-- EXERCICES À TRAITER --
1: D'après le texte sur les étés à Casablanca, quelle tenue portait le gardien qui accueillait les arrivants ?
2: Recopiez le passage du texte sur les étés à Casablanca compris entre « Dés l’arrivée, le » et « alors comme protégés. », ces deux extraits inclus.
3: Prolongez le récit des jours d'été à Casablanca en reprenant immédiatement après sa dernière phrase.

-- TEXTE FOURNI --
☆ ☆ ☆

Share |

Jours d’été à Casablanca, par Bob Oré Abitbol

Jours d’été à Casablanca

 

 

La mer nous la sentions bien avant de la voir.

 

C’était un parfum de sel,  de soleil et de sable aussi. Un mix  enivrant de vacances, de rencontres, de farniente, de frites, de calamars, de poissons frais et aussi plus tard  dans la journée de beignets chauds à la confitures.

Dés l’arrivée, le gardien au grand chapeau de paille et à la large  blouse bleue nous accueillait et prenait grand soin de nos bicyclettes ou de nos motos qu’il mettait délicatement à l’ombre de grands arbres.  Nous nous sentions alors comme protégés.

Nous descendions soit à Tahiti plage soit au Sunset, à Miami plage ou au Kon Tiki ou encore au Lido.

Chacune de ces piscines à Casablanca « sur la côte » « à Anfa » avait sa particularité, sa clientèle  bien a elle, pourtant elles étaient mitoyennes, collées l’une à l’autre comme à Copacabana  ou a Miami.

☆ ☆ ☆

(Données enregistrées)

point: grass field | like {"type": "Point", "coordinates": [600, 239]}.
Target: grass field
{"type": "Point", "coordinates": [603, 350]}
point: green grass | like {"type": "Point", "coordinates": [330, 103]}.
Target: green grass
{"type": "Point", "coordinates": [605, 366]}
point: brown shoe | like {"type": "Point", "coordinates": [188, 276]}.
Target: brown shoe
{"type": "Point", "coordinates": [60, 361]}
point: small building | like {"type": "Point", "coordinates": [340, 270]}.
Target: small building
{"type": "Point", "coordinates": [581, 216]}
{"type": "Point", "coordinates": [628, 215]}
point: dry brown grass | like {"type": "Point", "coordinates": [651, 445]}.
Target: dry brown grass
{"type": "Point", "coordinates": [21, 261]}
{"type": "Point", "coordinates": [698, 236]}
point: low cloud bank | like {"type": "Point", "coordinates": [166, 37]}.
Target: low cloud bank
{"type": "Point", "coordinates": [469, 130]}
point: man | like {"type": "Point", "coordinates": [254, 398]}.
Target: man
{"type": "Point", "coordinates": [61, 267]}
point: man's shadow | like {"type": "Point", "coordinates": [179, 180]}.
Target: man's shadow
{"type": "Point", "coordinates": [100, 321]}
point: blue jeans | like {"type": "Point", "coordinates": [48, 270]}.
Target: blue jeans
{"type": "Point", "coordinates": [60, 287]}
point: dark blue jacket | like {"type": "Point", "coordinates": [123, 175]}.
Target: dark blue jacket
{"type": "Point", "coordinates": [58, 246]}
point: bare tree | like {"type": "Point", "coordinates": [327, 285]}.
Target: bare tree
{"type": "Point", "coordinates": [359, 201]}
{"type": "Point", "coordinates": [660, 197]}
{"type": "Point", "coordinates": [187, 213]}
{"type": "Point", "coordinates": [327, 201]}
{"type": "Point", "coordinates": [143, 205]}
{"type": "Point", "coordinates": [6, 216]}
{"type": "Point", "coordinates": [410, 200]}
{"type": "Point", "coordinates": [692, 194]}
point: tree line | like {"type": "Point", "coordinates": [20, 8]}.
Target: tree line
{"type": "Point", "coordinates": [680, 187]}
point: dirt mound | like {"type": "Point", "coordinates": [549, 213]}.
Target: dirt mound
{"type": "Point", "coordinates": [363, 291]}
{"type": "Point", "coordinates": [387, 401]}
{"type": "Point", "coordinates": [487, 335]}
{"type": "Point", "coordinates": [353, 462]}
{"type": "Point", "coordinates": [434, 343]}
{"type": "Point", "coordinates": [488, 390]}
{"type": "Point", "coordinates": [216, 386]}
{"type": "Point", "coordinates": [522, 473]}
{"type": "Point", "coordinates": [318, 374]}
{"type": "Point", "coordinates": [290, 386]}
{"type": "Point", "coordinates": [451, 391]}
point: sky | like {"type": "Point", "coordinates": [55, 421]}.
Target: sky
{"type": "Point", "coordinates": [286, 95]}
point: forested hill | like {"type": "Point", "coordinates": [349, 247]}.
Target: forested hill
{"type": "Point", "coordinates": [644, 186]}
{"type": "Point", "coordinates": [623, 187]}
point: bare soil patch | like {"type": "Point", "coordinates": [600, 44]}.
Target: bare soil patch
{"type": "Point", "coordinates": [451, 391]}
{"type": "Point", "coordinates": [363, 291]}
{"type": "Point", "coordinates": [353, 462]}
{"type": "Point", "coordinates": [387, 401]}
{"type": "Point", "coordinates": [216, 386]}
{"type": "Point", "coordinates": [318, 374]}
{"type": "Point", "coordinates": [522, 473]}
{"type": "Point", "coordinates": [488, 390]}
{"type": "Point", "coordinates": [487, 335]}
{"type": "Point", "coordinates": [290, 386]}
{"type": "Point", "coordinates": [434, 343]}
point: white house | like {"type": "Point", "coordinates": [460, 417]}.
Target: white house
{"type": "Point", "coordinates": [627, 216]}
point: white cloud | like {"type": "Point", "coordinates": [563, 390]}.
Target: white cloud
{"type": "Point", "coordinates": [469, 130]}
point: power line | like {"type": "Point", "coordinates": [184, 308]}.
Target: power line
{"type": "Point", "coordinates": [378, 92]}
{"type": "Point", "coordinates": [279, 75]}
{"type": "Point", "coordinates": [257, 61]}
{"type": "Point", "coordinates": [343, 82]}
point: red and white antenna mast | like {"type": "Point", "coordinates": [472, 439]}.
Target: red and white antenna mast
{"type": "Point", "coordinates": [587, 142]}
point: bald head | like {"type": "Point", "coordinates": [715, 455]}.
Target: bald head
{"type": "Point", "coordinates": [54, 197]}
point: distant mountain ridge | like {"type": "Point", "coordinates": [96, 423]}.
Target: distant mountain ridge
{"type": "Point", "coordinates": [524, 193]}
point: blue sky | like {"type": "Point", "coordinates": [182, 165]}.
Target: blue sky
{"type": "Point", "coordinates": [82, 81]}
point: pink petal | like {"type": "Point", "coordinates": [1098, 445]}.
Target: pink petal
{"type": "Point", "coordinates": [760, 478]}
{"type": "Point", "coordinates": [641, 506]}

☆ ☆ ☆

-- CORRIGÉ --
1: Il portait un grand chapeau de paille et une large blouse bleue.

2:
Dés l’arrivée, le gardien au grand chapeau de paille et à la large  blouse bleue nous accueillait et prenait grand soin de nos bicyclettes ou de nos motos qu’il mettait délicatement à l’ombre de grands arbres.  Nous nous sentions alors comme protégés.

3:
Le bleu était partout présent. Le bleu du ciel léger et comme transparent, celui de la mer  profond et mystérieux, l’intérieur de la piscine, cobalt avec quelques veines blanches qui rendaient le bleu encore plus bleu.

Il me semble que même l’air que nous respirions était lui aussi bleu mais parfumé de sels marins, enivrants, joyeux et pour certains rejuvénateurs.

Les filles  en bikini, belles,  se promenaient libres, insouciantes, légères. Les garçons jouaient au volley-ball, faisaient de la barre parallèle, ou improvisaient sur le sable les pieds dans l’eau, a demi nus, une partie endiablée de football.

La vie était belle !

Est ce nous nous en rendions compte ? Je l’ignore! Tout paraissait si naturel, si vivant, si immédiat, si permanent, si eternel !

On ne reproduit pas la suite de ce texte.